> _Source document_:
----

Friday, April 20, 2012

Ah, Summer

Warm weather will sweep in any day now. If sunny days and stuffy, humid air haven't arrived yet in your area, they will be there shortly.

Many sensory associations go along with summer. The swimming pool chlorine. The smell of fresh cut grass on a warm day. Oh, speaking of odors, what ever happened to bathing? Some folks apparently find showering too much bother. This can be disturbing enough any time of the year, but in summer…

Summer also means being confronted by a large percentage of people who have no idea how bad they look in summer clothing.

On my journey to maturity, I've learned to recognize which fashions look good on me and which do not. The ones that do not inspire self confidence are discarded.

Here's an open message to the overweight woman I saw in the grocery today. Yes, you in the thin white T-shirt without underwear. You, over by the bread aisle with every inch of your skin covered in tattoos. Next time before you leave the house, stop at the bathroom mirror and see what you think. Is the world somehow enriched by the vision of your mature body unrestrained by underwear? Think about at least wearing a bra. Do everyone a favor.

The time to shed clothing might be a good time to consider shedding weight. If that isn't in the cards or you can't get motivated, here are some summer wardrobe suggestions for both sexes:

1. Men, if you are unable to tuck in your shirt, at least find one that is large enough to cover the flesh of your belly. Many XXL or bigger sizes are readily available.

2. Garments that cling to the shape of your body are not necessarily slimming. If the ripples of your excess poundage are clearly outlined beneath the stretched fabric of clothing, it is time to do a little shopping.

3. I like wearing flip flops. They are inexpensive and comfortable. However, please note they aren't for everyone and shouldn't be worn everywhere. If you are going to wear any type of sandals, perform rudimentary maintenance on your feet. Visible appendages should be clean and relatively manicured.

4. With some exceptions, shorts are passable on most people until about the age of 45. After that, the chances of shorts being your best fashion statement are greatly reduced. Individuals with piano or stork legs or whose legs are decorated by deep blue vein patterns might want to select capris or cropped pants instead. Just a thought.

5. Women over the age of 30 should think twice about low-rise pants. I recently spotted a middle-aged woman at the post office sporting a pair of jeans barely covering her essential areas. She was exhibiting a large, winged tattoo just north of her derriere. Perhaps such displays are best revealed during private moments.

6. Last, but certainly not least, are swimming suits. Perhaps the less said here the better. If you need a swimming suit, make sure it "moves with you" and won't garner attention for the wrong reasons. And if you are thinking about getting one more season out of a suit you have owned for a dozen years, might want to update a bit.

These suggestions are based on personal observations and not meant to dampen your summertime enthusiasm. Relax, enjoy the season and watch to see if I'm not right!

Tuesday, April 17, 2012

Driving the Bus

I have always been enchanted by buses. They appear to be so convenient. A large conveyance with comfortable seats that stops in front of waiting passengers and then transports them to another location for a small fee. The passengers don't even have to drive. The person with the real power -- who controls the vehicle, its speed and destination -- is the driver. The driver is power personified by his act of driving the bus.

----

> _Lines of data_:

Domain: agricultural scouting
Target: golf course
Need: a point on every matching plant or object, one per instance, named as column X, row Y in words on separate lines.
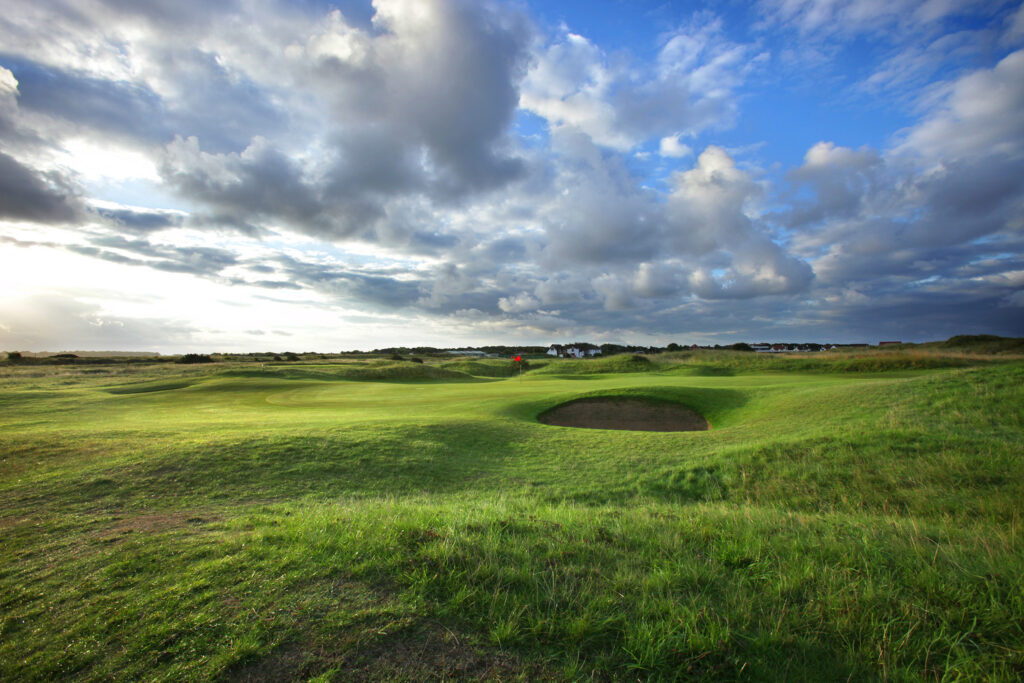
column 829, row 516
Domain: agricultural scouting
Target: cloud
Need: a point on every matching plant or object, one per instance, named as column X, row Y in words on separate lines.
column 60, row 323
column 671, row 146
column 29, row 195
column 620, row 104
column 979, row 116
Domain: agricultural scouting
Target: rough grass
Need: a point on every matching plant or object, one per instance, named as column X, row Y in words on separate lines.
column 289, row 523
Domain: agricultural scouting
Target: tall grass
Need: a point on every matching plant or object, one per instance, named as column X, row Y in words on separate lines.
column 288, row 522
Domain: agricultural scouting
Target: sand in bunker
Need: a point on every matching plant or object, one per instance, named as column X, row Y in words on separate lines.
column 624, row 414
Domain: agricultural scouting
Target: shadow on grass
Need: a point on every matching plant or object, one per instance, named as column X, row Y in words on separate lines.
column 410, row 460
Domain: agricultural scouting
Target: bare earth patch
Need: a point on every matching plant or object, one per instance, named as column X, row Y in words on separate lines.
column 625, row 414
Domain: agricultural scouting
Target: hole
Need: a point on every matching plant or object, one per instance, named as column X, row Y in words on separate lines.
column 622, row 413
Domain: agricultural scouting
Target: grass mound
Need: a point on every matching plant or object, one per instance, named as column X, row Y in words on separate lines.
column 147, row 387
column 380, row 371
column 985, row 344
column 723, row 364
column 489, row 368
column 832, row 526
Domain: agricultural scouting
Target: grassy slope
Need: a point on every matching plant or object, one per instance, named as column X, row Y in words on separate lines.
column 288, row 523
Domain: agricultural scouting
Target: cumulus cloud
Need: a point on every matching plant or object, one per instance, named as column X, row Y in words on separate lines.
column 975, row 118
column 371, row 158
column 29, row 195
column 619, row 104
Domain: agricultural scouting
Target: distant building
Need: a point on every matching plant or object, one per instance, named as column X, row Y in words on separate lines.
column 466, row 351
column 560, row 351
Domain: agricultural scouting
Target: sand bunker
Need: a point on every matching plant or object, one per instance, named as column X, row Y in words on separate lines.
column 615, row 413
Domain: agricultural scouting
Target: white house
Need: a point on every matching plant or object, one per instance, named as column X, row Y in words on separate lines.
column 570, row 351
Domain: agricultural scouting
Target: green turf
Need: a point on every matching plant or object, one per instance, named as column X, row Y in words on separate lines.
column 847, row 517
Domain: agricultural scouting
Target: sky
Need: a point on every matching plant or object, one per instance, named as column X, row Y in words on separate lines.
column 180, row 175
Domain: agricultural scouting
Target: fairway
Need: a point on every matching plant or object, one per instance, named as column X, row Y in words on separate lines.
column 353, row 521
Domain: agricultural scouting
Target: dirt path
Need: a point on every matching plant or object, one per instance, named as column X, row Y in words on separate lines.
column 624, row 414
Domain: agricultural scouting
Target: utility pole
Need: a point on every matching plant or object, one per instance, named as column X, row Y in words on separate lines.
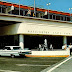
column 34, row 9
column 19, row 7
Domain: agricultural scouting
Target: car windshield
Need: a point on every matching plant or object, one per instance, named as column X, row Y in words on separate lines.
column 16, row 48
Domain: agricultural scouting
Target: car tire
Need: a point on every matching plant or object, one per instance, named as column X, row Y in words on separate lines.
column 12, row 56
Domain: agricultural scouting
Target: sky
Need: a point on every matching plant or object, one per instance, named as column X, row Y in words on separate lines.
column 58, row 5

----

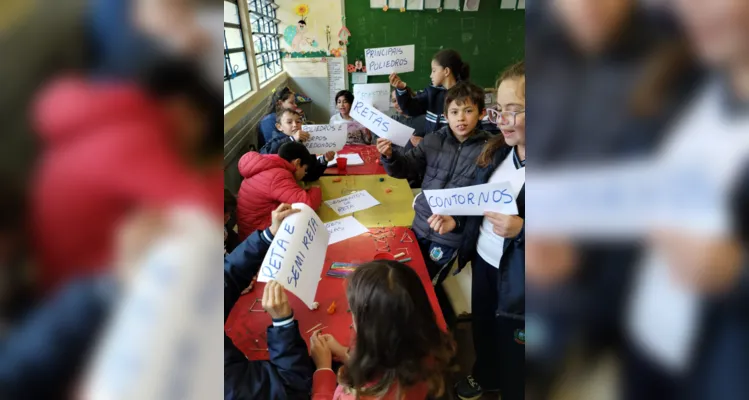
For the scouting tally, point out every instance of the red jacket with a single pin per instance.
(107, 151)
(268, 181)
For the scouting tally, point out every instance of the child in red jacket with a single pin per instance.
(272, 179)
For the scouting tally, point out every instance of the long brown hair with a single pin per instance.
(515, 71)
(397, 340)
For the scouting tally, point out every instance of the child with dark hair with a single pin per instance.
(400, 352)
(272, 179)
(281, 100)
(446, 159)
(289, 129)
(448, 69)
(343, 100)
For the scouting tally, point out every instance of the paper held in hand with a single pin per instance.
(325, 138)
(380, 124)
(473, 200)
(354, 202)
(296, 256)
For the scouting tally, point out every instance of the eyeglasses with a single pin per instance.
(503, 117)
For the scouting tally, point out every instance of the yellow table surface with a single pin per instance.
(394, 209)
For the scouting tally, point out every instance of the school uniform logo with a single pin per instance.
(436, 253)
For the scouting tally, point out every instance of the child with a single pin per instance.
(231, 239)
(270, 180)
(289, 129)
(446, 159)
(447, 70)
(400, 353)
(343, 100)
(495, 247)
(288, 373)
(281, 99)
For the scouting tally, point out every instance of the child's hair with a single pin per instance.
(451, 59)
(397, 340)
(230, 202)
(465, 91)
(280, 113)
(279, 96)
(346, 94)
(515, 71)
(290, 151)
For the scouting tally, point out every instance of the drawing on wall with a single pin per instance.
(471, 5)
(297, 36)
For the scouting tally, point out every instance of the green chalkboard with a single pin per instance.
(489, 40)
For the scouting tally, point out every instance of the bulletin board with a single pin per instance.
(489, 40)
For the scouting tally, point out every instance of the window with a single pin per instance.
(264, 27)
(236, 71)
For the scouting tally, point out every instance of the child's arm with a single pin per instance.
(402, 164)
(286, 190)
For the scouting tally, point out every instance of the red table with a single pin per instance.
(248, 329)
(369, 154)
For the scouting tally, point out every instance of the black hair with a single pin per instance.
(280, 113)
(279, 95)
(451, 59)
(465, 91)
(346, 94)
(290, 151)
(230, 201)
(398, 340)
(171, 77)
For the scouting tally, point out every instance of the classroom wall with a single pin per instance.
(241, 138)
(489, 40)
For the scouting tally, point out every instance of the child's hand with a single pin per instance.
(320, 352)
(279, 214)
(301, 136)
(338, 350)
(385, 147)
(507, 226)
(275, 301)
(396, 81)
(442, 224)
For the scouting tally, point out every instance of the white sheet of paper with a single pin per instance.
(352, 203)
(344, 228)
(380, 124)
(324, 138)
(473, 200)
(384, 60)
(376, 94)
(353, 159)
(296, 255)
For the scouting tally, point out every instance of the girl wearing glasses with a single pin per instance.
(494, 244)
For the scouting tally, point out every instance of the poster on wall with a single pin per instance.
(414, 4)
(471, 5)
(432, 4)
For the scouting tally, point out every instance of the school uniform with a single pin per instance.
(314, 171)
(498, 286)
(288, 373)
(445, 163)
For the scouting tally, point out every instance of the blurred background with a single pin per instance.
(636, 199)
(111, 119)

----

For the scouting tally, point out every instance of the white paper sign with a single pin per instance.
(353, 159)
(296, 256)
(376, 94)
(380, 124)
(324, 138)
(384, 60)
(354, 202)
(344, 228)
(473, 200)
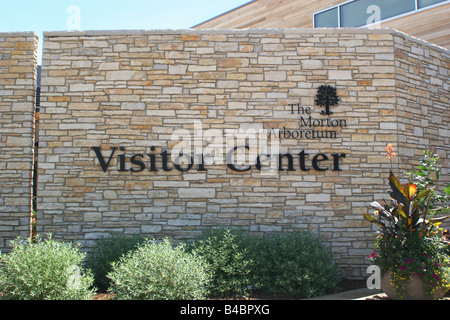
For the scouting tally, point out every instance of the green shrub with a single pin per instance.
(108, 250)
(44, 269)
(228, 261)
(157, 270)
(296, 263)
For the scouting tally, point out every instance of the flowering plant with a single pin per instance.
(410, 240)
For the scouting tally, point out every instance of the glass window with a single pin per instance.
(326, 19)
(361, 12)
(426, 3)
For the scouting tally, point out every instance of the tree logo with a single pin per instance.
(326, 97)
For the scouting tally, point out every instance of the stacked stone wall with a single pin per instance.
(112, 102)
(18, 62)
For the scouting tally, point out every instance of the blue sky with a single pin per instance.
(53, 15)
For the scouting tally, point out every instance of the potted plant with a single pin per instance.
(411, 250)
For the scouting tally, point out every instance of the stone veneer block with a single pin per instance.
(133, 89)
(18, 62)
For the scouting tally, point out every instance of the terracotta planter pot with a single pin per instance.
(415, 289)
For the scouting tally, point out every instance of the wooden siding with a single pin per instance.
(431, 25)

----

> _Exercise requirements_:
**1)** In the blog post about summer, up to about what age does the writer say shorts look acceptable on most people?
**2)** Pick out every row that contains the word "logo" and copy each one.
The text and the rows have nothing to do with each other.

> _Task solutions_:
**1)** Until about the age of 45.

**2)**
For the scouting tally, point out every instance of the school uniform logo with a single pin per instance.
For the scouting tally, point out every instance of the tree logo with a single pin per instance.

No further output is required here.